# SUPPLIED ENTRIES start

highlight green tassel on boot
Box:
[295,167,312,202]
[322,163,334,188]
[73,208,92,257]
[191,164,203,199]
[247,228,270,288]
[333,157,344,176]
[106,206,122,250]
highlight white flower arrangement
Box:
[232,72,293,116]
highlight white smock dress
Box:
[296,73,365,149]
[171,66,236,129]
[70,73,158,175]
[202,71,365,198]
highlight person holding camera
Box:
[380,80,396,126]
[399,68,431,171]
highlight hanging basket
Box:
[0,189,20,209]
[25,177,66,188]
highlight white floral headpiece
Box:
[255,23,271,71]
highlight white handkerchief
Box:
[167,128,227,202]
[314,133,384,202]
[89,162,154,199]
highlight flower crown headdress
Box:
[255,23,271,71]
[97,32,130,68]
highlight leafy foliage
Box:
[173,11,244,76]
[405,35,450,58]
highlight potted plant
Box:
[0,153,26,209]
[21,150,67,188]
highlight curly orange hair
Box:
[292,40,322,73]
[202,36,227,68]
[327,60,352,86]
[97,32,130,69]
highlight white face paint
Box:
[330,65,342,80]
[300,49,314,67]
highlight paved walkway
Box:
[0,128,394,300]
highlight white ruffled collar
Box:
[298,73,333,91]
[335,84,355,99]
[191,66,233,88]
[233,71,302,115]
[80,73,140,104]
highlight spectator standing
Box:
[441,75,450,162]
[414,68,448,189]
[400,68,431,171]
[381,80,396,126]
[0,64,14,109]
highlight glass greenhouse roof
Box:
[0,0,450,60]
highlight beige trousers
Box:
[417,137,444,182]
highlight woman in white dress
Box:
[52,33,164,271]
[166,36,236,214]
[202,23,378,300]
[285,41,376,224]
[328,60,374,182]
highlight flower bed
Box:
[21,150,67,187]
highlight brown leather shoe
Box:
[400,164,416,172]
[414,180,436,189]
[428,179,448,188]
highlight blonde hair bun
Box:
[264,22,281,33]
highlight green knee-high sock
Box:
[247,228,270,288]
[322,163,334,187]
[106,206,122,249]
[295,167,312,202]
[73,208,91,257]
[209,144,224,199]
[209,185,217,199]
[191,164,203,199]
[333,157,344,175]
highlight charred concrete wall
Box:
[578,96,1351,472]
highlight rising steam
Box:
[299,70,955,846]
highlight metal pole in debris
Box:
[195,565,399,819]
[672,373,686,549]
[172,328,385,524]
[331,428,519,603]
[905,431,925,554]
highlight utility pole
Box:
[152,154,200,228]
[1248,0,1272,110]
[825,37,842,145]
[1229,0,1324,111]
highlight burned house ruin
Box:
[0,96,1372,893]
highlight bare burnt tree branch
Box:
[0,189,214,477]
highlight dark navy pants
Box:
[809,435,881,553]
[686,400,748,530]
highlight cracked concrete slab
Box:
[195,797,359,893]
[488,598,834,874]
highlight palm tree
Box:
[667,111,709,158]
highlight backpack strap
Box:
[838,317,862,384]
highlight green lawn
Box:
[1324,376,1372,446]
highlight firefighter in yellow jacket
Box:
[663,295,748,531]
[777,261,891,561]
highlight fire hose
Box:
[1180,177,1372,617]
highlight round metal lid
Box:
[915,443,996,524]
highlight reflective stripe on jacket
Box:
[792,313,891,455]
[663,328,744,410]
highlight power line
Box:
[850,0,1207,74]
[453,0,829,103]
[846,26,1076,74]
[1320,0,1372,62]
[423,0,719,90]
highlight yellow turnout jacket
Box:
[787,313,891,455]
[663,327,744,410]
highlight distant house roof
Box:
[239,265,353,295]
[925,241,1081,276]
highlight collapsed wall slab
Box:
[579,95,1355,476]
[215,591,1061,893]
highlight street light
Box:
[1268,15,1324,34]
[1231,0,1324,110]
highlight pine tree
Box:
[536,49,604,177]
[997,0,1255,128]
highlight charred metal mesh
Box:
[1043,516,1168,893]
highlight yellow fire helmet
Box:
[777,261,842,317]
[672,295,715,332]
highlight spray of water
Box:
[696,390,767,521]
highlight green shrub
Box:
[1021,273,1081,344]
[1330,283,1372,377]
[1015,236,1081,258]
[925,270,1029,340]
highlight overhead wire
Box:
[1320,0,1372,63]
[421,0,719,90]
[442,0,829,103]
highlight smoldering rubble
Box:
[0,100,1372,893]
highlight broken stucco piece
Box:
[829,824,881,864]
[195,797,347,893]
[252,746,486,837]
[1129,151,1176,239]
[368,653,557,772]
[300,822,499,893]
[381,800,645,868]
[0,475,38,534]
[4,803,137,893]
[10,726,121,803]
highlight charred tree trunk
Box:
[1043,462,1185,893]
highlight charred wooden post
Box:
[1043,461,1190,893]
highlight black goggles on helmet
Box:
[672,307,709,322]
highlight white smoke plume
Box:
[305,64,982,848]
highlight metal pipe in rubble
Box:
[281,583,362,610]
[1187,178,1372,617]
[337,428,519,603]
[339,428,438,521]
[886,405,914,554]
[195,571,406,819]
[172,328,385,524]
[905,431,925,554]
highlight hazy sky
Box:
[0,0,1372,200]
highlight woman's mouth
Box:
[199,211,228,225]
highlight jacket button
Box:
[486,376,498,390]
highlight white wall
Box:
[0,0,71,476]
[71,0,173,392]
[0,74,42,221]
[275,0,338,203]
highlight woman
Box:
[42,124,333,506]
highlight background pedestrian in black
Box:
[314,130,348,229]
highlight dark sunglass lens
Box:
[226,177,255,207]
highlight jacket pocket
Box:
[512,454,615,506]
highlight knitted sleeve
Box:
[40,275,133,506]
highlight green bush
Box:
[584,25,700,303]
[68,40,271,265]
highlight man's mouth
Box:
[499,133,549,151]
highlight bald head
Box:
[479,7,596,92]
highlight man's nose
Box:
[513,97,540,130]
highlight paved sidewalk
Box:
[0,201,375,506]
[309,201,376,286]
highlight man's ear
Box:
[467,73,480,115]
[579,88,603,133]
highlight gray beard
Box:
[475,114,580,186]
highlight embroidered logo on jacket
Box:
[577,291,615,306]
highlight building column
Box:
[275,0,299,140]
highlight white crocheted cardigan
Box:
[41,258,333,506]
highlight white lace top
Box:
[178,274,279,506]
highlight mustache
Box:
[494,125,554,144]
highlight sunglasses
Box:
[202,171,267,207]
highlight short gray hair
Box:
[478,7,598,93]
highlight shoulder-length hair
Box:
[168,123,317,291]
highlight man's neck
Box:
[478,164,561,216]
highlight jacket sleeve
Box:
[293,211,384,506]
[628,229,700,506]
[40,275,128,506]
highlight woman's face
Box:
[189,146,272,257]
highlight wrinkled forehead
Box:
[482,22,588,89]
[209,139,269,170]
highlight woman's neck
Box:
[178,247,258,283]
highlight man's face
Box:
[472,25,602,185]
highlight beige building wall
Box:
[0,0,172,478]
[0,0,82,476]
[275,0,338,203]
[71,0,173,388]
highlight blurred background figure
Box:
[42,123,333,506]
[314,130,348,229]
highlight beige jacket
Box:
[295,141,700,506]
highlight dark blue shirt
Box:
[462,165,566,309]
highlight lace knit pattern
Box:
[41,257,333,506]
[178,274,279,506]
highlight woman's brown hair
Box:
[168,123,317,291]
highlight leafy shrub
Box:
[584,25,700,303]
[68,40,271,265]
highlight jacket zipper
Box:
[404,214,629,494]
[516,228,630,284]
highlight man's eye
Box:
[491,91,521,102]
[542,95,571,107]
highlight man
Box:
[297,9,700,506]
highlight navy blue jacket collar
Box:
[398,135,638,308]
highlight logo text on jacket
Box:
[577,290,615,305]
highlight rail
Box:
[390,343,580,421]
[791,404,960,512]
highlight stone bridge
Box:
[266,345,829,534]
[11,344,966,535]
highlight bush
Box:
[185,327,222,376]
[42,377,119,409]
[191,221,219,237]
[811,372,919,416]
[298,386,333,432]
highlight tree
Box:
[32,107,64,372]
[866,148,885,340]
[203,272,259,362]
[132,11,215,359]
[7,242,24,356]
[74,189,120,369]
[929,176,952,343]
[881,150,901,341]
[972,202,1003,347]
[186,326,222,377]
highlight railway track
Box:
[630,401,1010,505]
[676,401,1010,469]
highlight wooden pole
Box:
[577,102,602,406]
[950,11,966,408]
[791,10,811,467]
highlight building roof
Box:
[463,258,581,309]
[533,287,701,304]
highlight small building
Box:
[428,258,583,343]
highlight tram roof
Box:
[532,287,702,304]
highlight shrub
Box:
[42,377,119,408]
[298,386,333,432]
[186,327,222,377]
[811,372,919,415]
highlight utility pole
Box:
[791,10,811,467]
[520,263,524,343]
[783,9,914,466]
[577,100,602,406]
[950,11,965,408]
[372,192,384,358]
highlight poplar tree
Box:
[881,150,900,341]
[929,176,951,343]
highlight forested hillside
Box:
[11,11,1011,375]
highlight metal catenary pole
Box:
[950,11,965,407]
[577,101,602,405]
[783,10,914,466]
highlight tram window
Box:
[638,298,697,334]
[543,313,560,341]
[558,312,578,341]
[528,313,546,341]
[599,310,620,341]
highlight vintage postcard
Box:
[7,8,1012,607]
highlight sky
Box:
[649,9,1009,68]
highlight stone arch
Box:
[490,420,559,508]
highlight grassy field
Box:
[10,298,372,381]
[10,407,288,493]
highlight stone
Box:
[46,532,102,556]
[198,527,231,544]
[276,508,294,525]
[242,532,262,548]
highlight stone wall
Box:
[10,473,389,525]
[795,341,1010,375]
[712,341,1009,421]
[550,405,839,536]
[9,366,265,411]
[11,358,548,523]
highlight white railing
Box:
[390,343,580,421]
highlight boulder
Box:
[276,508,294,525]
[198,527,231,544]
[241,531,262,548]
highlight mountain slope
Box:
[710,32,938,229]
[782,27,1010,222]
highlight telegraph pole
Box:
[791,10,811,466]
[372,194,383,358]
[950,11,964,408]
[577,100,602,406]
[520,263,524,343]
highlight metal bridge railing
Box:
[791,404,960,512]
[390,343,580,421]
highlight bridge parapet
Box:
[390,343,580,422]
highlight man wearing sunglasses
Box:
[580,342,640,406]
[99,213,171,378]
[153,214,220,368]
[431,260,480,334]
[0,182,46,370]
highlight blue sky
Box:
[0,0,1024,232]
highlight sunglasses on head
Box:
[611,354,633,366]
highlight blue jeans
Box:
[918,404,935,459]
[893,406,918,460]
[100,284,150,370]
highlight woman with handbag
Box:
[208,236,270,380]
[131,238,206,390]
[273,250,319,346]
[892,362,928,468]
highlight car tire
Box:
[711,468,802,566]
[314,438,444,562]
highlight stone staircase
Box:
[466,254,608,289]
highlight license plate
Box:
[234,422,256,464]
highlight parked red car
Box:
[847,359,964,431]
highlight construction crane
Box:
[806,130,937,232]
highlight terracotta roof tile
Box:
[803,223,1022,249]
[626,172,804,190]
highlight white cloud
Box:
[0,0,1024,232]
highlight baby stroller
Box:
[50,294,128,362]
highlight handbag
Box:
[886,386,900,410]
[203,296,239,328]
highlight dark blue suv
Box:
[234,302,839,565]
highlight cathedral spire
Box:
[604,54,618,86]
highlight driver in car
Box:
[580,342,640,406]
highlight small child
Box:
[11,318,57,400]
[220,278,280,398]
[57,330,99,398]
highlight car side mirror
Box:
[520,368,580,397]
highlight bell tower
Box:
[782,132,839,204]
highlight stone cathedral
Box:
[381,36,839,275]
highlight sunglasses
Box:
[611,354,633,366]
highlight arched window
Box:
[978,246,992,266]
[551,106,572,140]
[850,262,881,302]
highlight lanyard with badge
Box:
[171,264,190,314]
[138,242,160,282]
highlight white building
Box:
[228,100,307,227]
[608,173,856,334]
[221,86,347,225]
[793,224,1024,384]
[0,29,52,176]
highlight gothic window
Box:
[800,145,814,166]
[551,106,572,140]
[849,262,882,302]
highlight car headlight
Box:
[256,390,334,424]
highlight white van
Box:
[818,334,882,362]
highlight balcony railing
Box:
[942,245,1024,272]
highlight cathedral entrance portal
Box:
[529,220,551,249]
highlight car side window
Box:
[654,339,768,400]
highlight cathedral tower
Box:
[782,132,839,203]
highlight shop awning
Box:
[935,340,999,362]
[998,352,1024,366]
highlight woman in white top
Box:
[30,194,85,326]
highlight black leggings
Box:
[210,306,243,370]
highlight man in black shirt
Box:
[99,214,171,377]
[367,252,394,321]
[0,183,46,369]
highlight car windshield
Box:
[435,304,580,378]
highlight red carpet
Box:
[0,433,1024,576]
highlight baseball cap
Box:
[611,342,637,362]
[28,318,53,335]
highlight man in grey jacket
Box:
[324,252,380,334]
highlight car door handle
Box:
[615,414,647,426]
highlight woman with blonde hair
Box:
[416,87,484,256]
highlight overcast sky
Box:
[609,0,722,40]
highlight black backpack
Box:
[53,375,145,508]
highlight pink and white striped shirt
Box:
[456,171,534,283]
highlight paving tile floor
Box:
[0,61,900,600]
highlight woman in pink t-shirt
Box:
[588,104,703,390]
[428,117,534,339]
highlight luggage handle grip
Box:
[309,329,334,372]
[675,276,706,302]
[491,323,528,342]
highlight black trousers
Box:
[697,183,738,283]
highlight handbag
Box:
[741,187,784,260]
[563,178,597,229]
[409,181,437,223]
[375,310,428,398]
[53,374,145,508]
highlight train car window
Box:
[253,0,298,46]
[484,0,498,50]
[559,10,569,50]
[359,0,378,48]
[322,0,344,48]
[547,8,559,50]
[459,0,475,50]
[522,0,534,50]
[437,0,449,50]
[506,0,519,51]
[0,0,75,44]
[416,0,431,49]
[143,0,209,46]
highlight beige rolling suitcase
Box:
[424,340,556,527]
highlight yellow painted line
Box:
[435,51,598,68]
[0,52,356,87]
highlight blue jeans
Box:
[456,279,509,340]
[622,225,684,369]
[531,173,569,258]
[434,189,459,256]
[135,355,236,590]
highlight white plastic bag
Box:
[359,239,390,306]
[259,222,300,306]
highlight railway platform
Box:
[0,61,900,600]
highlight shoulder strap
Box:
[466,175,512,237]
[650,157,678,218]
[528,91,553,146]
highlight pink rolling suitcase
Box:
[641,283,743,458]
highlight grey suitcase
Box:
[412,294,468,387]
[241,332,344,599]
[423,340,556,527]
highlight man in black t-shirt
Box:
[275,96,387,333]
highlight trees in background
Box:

# SUPPLIED ENTRIES end

Starting with the line that contains "highlight blurred background figure" and going on through the line that contains "[577,290,615,305]", recast those lines as a Markdown table with the columns Row and Text. Give each line a row number and leave out any blank lines.

| Row | Text |
|---|---|
| 1 | highlight blurred background figure |
| 2 | Box: |
| 3 | [42,123,333,506] |
| 4 | [314,130,348,229] |
| 5 | highlight beige jacket |
| 6 | Box: |
| 7 | [295,141,700,506] |
| 8 | highlight dark blue shirt |
| 9 | Box: |
| 10 | [462,165,566,309] |
| 11 | highlight lace knit pattern |
| 12 | Box: |
| 13 | [41,257,333,506] |
| 14 | [178,274,279,506] |
| 15 | highlight woman's brown hair |
| 16 | Box: |
| 17 | [168,123,317,291] |
| 18 | highlight leafy shrub |
| 19 | Box: |
| 20 | [584,25,700,303] |
| 21 | [68,40,271,265] |
| 22 | highlight jacket zipper |
| 23 | Box: |
| 24 | [404,214,629,494] |
| 25 | [516,228,630,284] |
| 26 | highlight man's eye |
| 27 | Box: |
| 28 | [491,91,521,102] |
| 29 | [542,95,571,107] |
| 30 | highlight man |
| 31 | Box: |
| 32 | [297,9,700,506] |
| 33 | highlight navy blue jacket collar |
| 34 | Box: |
| 35 | [398,135,638,308] |
| 36 | highlight logo text on jacket |
| 37 | Box: |
| 38 | [577,290,615,305] |